> _What is being asked_:
Print every row below verbatim, and leave out the pictures.

[Start]

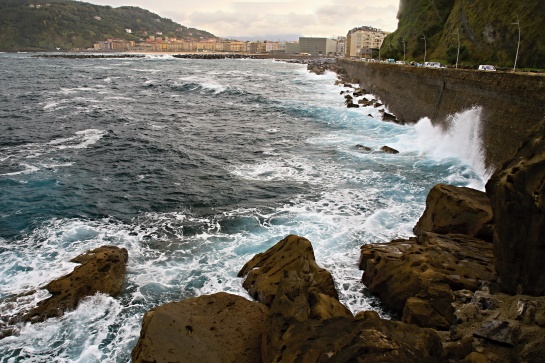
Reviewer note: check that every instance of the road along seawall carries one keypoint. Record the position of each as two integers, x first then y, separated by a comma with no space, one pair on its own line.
511,103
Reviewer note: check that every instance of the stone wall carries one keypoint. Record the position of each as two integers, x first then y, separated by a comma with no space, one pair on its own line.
512,104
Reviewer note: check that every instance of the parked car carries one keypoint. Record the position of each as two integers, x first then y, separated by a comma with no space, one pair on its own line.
432,64
487,67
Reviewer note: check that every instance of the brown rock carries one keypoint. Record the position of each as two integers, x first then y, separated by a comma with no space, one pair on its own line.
210,328
347,339
101,270
389,150
265,270
517,194
367,315
505,331
428,268
451,209
389,117
287,279
363,147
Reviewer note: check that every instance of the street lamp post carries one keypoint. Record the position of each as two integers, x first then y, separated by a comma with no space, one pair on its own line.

[End]

> _Right answer_:
Reviewer note: check that every instance of the road along seawall carries one keypoint. Record the position of each as two integers, x first then y, separated by a comma with no space, one pair on its own line.
511,103
Reviewer note: check that every instance of the stone wall carries one keypoint. Record the position of each as two integers, x first then y, separated by a comma with no space, one pair on its own line.
512,104
Reviewer note: check that every instance of the parked car carries one keypoint. Record the position of each as two integers, x first then y, separated by a comma with no space, one pair on its own line.
432,64
487,67
Reviewer note: check that every instance of the brown rock carries one keypoint. Record the position of each as two integers, x first then y, separated by a comma with no space, one pair on its own line.
210,328
347,339
101,270
389,150
265,270
517,194
367,315
505,331
428,268
451,209
389,117
287,279
363,147
Reviewer note: check that every instance of the street lamp post carries one keypoint. Record the position of each as two integers, x first then y, separated by a comma with no space, one pair on its own line.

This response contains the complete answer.